> [Directions for this task]: Find every line in the entries that contains the word "series", and copy each of those lines.

[Records of labeled points]
══════

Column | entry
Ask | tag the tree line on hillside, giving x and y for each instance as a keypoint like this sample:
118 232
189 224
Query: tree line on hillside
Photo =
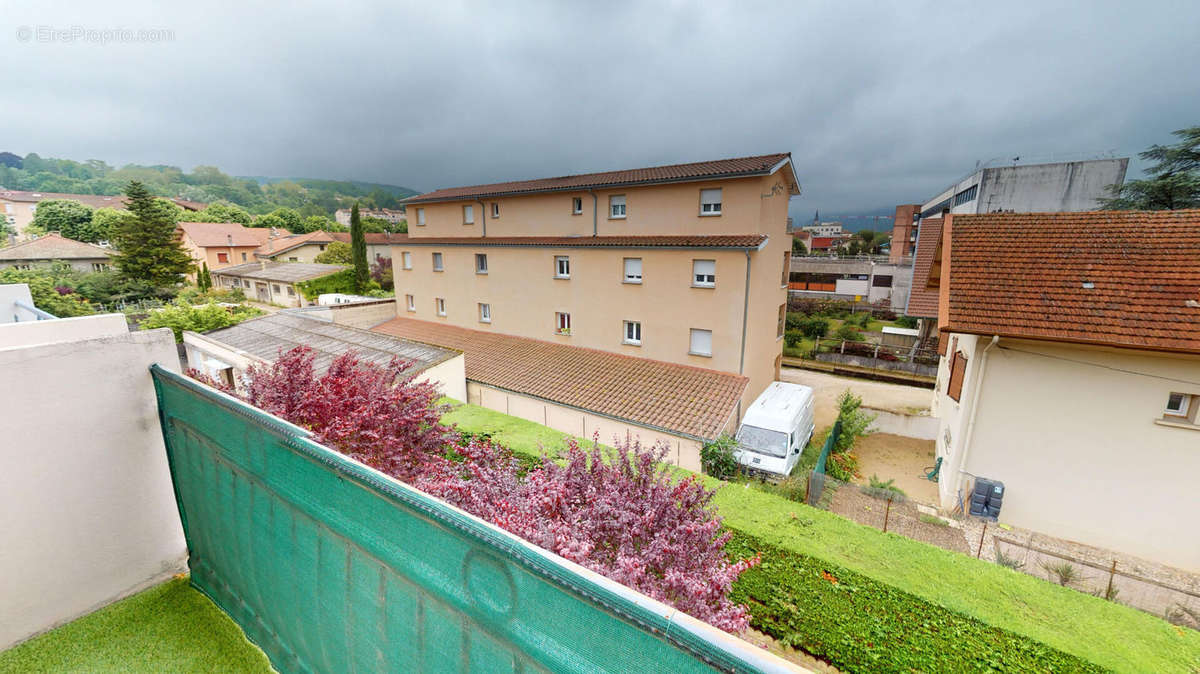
307 197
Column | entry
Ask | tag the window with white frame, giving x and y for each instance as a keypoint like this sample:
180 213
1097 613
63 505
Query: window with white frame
633 332
1177 404
617 206
701 342
633 270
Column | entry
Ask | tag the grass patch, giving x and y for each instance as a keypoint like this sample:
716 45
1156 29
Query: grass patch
1102 632
171 627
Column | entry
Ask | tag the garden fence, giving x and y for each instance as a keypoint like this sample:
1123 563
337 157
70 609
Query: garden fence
331 566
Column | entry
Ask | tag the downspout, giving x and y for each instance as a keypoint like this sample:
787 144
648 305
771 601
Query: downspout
745 317
595 210
975 403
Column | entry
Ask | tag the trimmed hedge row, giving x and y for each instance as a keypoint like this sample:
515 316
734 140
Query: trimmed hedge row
863 625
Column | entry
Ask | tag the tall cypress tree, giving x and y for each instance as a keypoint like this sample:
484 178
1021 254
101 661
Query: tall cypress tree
359 251
147 245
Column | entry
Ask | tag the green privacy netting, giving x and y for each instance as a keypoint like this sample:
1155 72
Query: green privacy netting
331 566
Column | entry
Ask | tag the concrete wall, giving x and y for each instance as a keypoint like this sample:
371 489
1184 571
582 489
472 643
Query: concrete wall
1075 434
683 451
30 332
87 509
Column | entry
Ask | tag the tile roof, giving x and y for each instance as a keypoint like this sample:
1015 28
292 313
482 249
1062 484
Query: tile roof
54 247
923 300
741 167
267 336
672 241
283 272
677 398
94 200
1127 278
217 234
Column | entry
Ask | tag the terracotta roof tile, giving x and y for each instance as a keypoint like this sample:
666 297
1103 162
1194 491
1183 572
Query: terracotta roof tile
666 241
1122 278
676 397
54 247
676 173
923 300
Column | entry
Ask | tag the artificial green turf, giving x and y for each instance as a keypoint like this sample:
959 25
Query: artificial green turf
1108 633
169 627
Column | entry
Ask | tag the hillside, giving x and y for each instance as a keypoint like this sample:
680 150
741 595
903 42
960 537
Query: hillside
257 194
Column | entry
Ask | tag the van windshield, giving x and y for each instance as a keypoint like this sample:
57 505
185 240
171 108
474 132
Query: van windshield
771 443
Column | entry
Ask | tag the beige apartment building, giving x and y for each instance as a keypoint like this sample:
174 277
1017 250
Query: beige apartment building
684 264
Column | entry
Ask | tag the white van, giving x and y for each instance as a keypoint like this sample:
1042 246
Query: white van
775 429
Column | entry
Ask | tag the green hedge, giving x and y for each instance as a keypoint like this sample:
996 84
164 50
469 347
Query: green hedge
862 625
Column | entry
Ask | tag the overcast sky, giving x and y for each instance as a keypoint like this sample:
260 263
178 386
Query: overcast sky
879 102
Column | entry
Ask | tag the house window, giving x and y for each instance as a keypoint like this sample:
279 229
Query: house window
617 206
703 274
701 343
1177 404
633 270
958 372
633 332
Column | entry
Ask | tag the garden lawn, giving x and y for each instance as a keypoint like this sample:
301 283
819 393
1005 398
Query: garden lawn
1107 633
169 627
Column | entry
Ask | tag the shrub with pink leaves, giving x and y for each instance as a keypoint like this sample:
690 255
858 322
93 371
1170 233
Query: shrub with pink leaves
621 516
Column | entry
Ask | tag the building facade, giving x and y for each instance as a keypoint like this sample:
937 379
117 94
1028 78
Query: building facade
690 269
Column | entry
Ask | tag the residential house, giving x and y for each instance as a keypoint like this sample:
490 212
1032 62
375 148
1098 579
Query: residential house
52 248
395 216
670 278
19 206
222 244
273 282
1071 373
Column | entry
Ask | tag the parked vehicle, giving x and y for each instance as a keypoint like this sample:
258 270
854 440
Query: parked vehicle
775 429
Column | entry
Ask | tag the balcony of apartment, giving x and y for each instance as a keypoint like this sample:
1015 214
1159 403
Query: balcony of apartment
246 546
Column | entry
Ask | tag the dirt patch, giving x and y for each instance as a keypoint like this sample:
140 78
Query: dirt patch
904 459
891 397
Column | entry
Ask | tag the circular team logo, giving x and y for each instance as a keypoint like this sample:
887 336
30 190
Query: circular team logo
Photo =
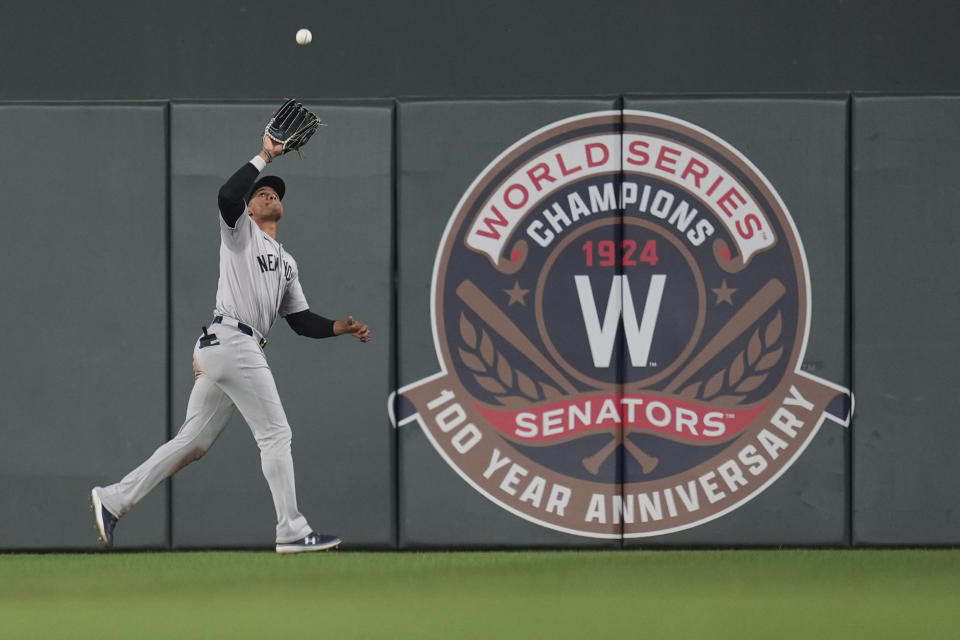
620 308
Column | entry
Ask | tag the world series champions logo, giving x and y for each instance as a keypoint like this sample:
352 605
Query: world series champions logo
620 310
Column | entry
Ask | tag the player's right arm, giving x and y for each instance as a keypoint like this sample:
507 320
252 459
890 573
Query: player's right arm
231 197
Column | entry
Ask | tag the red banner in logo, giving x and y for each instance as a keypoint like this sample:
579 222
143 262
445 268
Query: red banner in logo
671 418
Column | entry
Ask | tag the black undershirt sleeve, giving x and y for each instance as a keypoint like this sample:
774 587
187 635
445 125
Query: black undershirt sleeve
231 196
306 323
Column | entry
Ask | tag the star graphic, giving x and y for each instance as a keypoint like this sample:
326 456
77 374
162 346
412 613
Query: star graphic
724 293
517 294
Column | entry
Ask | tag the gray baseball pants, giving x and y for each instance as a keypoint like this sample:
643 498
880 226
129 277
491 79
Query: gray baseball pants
232 375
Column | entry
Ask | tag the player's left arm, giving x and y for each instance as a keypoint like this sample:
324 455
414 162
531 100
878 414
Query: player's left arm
311 325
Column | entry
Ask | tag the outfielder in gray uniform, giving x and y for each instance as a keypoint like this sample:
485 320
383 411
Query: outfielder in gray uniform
258 283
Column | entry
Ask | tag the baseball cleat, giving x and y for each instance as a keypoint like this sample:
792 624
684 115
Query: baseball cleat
105 521
311 542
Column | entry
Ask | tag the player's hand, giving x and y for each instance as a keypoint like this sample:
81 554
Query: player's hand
359 330
273 148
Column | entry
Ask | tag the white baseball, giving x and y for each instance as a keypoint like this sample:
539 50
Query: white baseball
304 37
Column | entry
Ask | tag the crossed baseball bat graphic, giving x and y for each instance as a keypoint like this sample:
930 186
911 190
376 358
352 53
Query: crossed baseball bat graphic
738 324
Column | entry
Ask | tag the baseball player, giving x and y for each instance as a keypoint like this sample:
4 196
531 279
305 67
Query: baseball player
258 282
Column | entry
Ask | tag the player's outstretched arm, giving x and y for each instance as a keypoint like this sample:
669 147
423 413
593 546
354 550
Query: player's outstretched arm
359 330
309 324
230 198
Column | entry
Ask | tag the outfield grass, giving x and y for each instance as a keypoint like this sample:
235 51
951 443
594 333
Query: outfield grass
491 595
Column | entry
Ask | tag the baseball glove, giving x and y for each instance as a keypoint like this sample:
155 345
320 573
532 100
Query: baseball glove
292 125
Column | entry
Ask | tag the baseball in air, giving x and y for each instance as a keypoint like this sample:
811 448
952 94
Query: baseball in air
304 37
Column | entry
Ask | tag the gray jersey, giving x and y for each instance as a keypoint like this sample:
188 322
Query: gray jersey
258 279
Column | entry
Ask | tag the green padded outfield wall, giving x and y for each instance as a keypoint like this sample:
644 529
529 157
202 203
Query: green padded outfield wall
494 352
338 225
906 307
800 147
228 50
443 146
85 301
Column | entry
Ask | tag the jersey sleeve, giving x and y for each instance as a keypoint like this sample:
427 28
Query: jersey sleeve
293 299
237 236
231 200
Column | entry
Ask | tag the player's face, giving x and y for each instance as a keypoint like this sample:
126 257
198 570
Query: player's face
265 204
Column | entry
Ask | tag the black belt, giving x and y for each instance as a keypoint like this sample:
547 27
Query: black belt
243 328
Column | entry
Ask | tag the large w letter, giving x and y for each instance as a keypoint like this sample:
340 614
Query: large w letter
639 336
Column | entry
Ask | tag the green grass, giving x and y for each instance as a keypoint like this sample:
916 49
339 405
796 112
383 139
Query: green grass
489 595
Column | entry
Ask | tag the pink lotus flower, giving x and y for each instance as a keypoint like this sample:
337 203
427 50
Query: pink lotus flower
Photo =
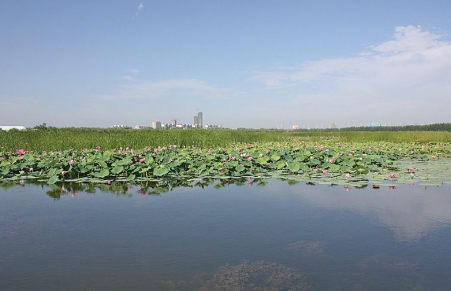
20 152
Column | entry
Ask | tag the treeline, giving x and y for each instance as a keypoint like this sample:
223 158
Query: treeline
427 127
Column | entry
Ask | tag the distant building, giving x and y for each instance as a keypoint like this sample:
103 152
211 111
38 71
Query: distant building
9 127
156 124
198 120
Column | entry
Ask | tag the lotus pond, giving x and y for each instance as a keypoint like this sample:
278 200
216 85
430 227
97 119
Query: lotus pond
223 234
328 161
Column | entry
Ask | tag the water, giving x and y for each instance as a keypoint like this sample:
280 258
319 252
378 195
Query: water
326 238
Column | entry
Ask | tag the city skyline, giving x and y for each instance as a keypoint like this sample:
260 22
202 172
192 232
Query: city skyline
252 64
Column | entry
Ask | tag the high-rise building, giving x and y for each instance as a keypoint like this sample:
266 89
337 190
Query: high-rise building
200 121
196 121
156 124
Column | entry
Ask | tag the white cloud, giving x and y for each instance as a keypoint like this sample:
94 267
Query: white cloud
407 72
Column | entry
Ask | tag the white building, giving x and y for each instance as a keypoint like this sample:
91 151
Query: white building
8 127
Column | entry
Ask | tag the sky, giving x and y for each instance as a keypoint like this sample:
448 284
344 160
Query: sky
243 63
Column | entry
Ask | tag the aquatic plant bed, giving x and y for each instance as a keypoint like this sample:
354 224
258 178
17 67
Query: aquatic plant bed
325 162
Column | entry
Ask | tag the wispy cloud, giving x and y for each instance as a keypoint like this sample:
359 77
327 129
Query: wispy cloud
132 74
408 71
413 55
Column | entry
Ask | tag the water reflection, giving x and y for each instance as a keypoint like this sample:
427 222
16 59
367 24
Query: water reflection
246 275
231 236
410 212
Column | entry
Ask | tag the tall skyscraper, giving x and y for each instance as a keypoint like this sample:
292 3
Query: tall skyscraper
156 124
200 119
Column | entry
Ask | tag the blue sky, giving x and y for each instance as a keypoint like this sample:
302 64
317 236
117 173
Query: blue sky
252 63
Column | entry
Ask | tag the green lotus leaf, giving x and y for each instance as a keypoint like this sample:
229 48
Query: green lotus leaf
52 180
117 169
160 171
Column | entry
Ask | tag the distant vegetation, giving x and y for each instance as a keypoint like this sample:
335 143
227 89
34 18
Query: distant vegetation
48 138
428 127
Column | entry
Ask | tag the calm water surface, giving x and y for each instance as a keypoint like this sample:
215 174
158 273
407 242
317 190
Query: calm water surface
280 236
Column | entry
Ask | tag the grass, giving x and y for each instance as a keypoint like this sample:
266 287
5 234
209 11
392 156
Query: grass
62 139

══════

> [Output for this task]:
Ask | tag the world series champions logo, giving x and y for each instance as a keypoint like this sample:
Query: world series champions logo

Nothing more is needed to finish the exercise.